┌────────

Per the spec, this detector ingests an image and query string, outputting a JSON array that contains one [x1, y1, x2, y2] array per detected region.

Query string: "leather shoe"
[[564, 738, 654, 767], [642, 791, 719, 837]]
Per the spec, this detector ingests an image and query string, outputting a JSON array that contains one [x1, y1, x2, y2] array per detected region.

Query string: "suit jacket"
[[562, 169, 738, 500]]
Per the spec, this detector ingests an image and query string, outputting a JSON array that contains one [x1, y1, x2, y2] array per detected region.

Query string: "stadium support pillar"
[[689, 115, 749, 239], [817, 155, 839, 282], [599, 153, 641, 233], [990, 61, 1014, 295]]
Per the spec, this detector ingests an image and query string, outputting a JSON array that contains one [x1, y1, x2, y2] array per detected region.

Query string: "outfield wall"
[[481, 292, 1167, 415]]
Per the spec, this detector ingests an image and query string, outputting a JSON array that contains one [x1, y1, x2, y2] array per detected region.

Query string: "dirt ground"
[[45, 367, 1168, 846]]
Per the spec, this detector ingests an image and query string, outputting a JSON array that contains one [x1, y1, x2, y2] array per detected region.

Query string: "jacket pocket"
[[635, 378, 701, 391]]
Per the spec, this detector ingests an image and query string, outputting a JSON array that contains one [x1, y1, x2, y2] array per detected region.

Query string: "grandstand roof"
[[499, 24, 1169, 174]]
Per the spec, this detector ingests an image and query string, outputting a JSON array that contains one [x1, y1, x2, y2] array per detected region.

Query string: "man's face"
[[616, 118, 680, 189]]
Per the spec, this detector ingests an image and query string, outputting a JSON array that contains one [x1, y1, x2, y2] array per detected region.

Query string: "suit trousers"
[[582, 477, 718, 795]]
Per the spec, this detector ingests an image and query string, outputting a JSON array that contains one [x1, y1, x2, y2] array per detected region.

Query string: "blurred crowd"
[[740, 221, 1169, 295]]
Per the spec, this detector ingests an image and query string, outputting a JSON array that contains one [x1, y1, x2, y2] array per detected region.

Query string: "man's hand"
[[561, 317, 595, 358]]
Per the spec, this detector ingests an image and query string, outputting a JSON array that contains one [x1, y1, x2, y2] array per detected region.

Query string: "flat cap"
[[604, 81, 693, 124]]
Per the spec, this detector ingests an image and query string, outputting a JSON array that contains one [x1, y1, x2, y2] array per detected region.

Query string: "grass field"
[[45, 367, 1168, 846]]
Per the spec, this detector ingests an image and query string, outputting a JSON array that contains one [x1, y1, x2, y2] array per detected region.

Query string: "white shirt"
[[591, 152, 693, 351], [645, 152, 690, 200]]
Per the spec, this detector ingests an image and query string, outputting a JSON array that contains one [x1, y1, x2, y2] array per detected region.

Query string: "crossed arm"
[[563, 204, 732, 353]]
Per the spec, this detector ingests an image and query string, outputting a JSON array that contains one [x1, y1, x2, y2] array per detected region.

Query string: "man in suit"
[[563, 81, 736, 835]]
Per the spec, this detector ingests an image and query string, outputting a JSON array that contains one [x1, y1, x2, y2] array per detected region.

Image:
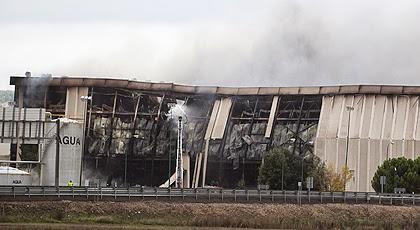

└────────

Which lines of the listing above contain the string "suit"? Return each of them in full, treating uppercase and lowercase as different.

Query string: "suit jacket"
Query string: "suit trousers"
Query string: "man in suit"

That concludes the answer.